| Directions for this task |
The answer is to consist only of an exact retyping of the lines from the one containing "the man's short" to the end of the entries, without pictures.

| Data records |
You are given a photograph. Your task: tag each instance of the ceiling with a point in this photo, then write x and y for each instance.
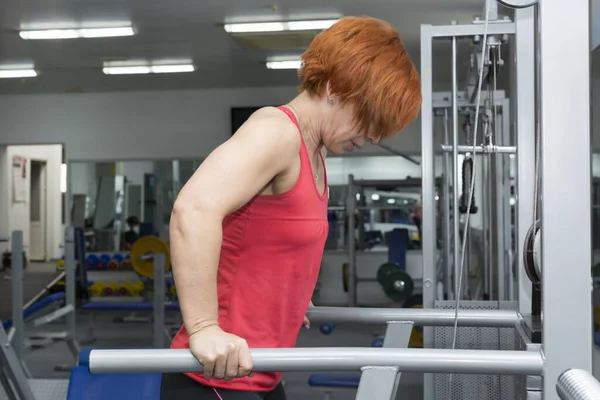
(189, 29)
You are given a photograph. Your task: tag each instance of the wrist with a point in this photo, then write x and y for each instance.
(201, 327)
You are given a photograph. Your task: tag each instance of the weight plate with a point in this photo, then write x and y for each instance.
(518, 3)
(398, 285)
(148, 245)
(385, 270)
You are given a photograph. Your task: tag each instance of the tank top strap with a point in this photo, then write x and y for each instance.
(303, 150)
(306, 171)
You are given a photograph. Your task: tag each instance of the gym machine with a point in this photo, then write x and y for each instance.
(14, 375)
(563, 117)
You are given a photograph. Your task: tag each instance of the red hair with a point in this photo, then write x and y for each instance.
(366, 65)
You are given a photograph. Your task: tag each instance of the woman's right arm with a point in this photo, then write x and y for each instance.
(228, 178)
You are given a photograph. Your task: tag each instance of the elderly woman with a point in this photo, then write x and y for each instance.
(248, 229)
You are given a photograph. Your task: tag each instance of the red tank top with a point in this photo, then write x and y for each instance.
(270, 259)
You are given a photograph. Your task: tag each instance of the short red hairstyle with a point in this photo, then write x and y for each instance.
(367, 66)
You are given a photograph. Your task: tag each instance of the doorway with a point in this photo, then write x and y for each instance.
(37, 205)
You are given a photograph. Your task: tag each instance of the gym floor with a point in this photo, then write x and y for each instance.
(108, 334)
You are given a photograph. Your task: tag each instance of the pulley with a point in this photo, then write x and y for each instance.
(397, 285)
(531, 253)
(518, 3)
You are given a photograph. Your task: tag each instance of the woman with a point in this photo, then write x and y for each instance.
(248, 229)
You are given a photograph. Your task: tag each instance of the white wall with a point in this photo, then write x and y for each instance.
(17, 214)
(135, 171)
(150, 125)
(81, 176)
(142, 125)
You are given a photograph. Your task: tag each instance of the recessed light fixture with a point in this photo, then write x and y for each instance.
(46, 34)
(284, 62)
(17, 73)
(315, 25)
(134, 68)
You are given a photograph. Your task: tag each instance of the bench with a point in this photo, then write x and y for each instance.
(85, 386)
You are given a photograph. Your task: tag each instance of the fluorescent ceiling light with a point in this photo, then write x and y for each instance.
(17, 73)
(296, 64)
(77, 33)
(148, 69)
(316, 25)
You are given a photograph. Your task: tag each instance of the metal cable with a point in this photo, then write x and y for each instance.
(472, 188)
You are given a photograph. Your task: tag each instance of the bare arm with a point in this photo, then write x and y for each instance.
(228, 178)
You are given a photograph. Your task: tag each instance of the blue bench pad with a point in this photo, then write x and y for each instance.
(85, 386)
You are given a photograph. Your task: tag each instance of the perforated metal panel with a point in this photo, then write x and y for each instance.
(475, 387)
(45, 389)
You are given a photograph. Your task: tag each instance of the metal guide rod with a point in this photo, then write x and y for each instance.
(159, 300)
(17, 292)
(351, 207)
(420, 317)
(328, 359)
(490, 148)
(428, 221)
(70, 278)
(446, 214)
(525, 140)
(455, 211)
(577, 384)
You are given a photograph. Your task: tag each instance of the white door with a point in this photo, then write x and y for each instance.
(37, 204)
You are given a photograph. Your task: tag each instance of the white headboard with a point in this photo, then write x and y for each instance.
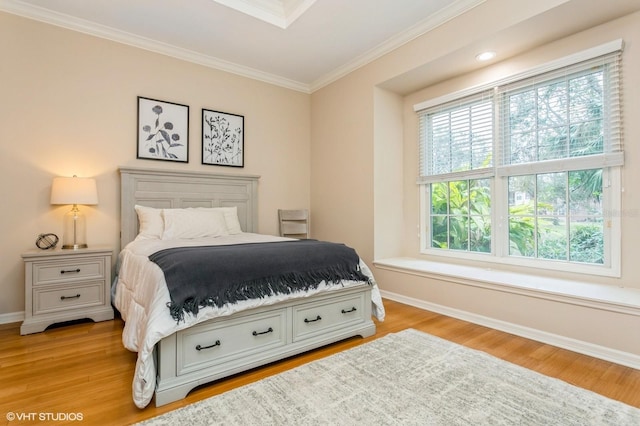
(178, 189)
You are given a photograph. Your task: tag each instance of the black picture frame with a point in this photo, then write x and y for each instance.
(222, 138)
(163, 130)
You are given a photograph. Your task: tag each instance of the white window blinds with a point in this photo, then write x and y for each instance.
(566, 119)
(457, 139)
(562, 115)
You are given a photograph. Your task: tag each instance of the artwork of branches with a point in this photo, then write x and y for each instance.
(163, 130)
(222, 138)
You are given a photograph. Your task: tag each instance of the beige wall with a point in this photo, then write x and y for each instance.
(371, 199)
(68, 106)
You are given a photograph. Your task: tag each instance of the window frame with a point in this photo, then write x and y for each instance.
(610, 163)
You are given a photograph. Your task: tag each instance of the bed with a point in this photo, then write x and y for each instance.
(180, 346)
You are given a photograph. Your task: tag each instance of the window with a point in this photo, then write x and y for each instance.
(527, 169)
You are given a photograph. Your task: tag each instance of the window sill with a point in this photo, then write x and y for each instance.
(616, 299)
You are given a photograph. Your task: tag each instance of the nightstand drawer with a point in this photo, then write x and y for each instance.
(54, 272)
(69, 297)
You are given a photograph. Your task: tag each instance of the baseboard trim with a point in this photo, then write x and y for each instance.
(579, 346)
(12, 317)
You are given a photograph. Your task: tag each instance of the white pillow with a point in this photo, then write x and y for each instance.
(230, 217)
(193, 223)
(151, 224)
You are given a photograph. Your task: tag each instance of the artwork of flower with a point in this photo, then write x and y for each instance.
(163, 130)
(222, 138)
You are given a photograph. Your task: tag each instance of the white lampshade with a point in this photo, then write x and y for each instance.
(74, 190)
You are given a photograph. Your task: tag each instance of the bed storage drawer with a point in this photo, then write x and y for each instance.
(316, 318)
(218, 344)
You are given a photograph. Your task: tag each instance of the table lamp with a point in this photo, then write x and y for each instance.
(74, 190)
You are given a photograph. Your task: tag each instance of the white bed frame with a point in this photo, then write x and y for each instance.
(221, 347)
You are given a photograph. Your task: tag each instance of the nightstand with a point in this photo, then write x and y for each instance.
(64, 285)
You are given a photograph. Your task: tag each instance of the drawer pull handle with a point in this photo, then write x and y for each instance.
(270, 330)
(77, 296)
(199, 347)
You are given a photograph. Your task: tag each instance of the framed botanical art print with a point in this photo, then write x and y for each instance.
(222, 138)
(163, 130)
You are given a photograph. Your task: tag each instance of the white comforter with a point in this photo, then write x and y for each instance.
(141, 296)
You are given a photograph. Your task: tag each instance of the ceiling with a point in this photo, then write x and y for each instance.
(301, 44)
(307, 44)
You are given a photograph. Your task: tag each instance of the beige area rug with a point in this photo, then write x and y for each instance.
(406, 378)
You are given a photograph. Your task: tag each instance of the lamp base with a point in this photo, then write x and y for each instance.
(74, 246)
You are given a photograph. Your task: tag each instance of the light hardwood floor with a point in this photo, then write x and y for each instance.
(83, 370)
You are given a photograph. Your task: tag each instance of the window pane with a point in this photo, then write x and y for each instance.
(458, 232)
(522, 192)
(439, 198)
(480, 234)
(459, 197)
(522, 233)
(552, 105)
(585, 191)
(557, 216)
(587, 241)
(552, 238)
(439, 233)
(460, 138)
(560, 119)
(552, 194)
(461, 215)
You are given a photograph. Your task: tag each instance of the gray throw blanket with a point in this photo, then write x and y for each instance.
(216, 275)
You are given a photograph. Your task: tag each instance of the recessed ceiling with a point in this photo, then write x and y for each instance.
(299, 44)
(280, 13)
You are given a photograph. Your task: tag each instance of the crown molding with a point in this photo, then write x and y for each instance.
(91, 28)
(41, 14)
(444, 15)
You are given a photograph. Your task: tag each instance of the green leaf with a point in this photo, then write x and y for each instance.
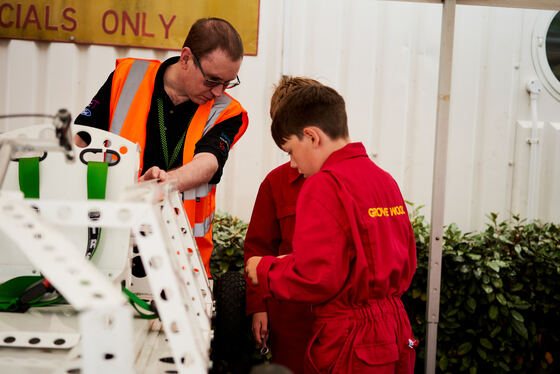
(482, 353)
(443, 362)
(495, 332)
(520, 328)
(497, 282)
(464, 348)
(487, 288)
(501, 299)
(474, 256)
(471, 304)
(494, 265)
(493, 312)
(486, 343)
(515, 314)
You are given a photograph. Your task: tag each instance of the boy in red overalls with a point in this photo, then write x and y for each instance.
(354, 253)
(282, 325)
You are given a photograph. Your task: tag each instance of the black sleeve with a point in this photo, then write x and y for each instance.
(96, 114)
(218, 142)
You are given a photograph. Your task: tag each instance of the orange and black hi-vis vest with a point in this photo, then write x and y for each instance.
(131, 96)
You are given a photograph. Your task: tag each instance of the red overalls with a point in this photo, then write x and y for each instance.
(354, 256)
(270, 234)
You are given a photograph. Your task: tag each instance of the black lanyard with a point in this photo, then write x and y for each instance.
(179, 145)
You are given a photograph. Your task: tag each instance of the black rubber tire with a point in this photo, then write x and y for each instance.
(231, 341)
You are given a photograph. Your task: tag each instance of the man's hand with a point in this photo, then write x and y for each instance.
(153, 173)
(260, 327)
(251, 269)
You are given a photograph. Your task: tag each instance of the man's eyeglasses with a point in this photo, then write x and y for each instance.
(214, 83)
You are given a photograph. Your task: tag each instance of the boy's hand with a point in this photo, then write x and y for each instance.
(260, 327)
(153, 173)
(251, 269)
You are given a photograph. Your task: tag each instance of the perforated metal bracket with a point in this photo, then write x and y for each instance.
(104, 315)
(146, 208)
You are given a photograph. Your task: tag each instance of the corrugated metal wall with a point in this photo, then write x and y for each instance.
(383, 57)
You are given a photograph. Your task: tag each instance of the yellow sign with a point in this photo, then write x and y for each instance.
(161, 24)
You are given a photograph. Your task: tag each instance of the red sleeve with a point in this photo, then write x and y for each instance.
(262, 239)
(319, 265)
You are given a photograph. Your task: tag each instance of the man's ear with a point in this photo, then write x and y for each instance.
(186, 54)
(314, 134)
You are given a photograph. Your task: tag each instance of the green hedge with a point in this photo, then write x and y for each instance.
(500, 299)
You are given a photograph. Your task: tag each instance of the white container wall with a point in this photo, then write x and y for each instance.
(383, 58)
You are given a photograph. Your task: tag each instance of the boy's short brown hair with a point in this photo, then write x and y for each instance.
(286, 85)
(319, 106)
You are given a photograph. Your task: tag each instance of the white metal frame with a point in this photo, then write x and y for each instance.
(177, 278)
(104, 315)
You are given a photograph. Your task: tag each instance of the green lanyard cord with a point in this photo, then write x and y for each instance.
(137, 302)
(168, 163)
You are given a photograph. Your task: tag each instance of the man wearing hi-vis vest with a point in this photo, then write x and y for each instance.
(180, 115)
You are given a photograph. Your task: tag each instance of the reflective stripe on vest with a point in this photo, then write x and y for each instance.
(202, 191)
(200, 229)
(199, 192)
(133, 80)
(218, 107)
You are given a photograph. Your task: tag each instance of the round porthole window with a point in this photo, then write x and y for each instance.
(546, 52)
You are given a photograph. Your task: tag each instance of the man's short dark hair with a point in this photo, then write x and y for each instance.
(319, 106)
(209, 34)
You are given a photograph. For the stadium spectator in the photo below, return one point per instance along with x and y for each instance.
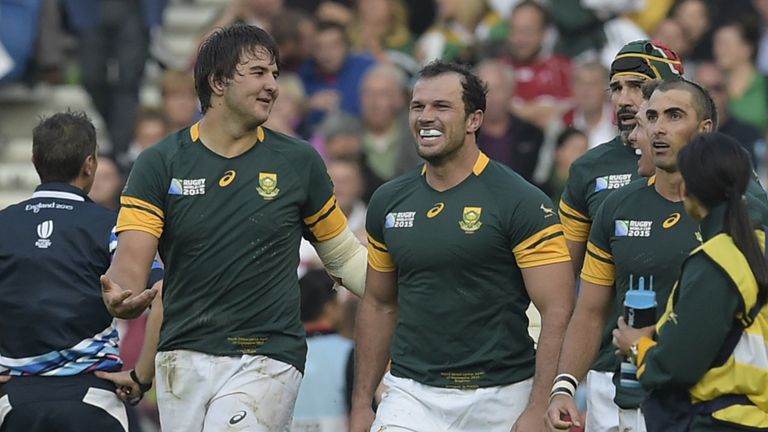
(332, 77)
(505, 137)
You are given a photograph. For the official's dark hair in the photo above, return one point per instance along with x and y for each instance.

| Result for this task |
You are given a photograph. Your task: tag each instance of the man's short dark hair with a point in this photo, then write x and y for each instance.
(319, 106)
(209, 34)
You are given a photograph. For the stadium spectator in the photo below, return one point per instance along with x and y for each instance.
(332, 77)
(505, 137)
You are given a photograph. For the official's dark hair in the photo above, return one point per instance along with x and y for each instance.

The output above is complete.